[[ TEXT PROVIDED open ]]

If you decide to confront him about his disclosure decision, he will likely feel offended to have you challenge his judgement and integrity. That could endanger your friendship.

Maybe my predictions are wrong. Perhaps your friend will not be offended by your over-protectiveness or your questioning his ethics. Maybe he will even agree with you about your concerns. Or perhaps he will be offended but not so much that he would decide to sever or down-grade your friendship.

Is your over-protectiveness or loss of respect for him enough that _you_ would sever or down-grade the friendship? Are you afraid of the guilt that might come from that decision? Are you hoping that by confronting him, he'll take the decision out of your hands and leave you guilt-freely relieved?

PaciMama said...

Isn't there a law now that if you are infected, that you must tell previous partners?

Good luck, OP. I totally agree, I would not be willing to take any risk with my child, whatsoever, even as much as I loved my friend.

Anonymous said...

I suggest that you talk to them in person because what you wrote said "ick!! don't come near us!!" on soooo many levels. It sounded like there was no empathy or concern for your friend, even though you try to position it that way (which is very manipulative). Be truthful, you are scared of maintaining a relationship with this person. Just be honest and break the relationship instead of pretending to care when you're really disgusted. Anon@7:28am sounded more concerned about her BIL than you do about your friend. Take note.

Delphine said...

[[ TEXT PROVIDED closed ]]
[[ EXTRACTED RECORDS open ]]

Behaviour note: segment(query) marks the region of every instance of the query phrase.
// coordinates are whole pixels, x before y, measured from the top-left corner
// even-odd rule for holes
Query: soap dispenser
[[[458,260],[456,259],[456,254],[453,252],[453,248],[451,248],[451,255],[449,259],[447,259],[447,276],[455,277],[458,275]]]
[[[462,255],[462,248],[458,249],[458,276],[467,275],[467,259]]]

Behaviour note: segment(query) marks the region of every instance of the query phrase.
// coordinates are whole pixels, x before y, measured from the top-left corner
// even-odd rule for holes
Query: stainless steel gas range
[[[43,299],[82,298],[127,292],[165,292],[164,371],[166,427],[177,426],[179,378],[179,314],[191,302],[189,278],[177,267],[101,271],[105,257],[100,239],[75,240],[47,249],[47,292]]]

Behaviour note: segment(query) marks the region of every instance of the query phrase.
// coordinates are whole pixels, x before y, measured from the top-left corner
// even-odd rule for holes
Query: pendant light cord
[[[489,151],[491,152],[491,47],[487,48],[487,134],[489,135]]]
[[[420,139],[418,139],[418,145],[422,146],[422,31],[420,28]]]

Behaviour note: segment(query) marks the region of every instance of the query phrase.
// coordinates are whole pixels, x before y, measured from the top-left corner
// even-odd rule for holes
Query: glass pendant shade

[[ EXTRACTED RECORDS closed ]]

**ACTIONS TO TAKE:**
[1] Change the discussion, beginning at the words "Is your over-protectiveness" and stopping after "Anonymous said...", so that "partners" becomes "contacts".
[2] In the discussion, how does the Anonymous commenter suggest talking to the friend?
The items are not needed here.

**YOUR RESPONSES:**
[1]
Is your over-protectiveness or loss of respect for him enough that _you_ would sever or down-grade the friendship? Are you afraid of the guilt that might come from that decision? Are you hoping that by confronting him, he'll take the decision out of your hands and leave you guilt-freely relieved?

PaciMama said...

Isn't there a law now that if you are infected, that you must tell previous contacts?

Good luck, OP. I totally agree, I would not be willing to take any risk with my child, whatsoever, even as much as I loved my friend.

Anonymous said...

[2] In person.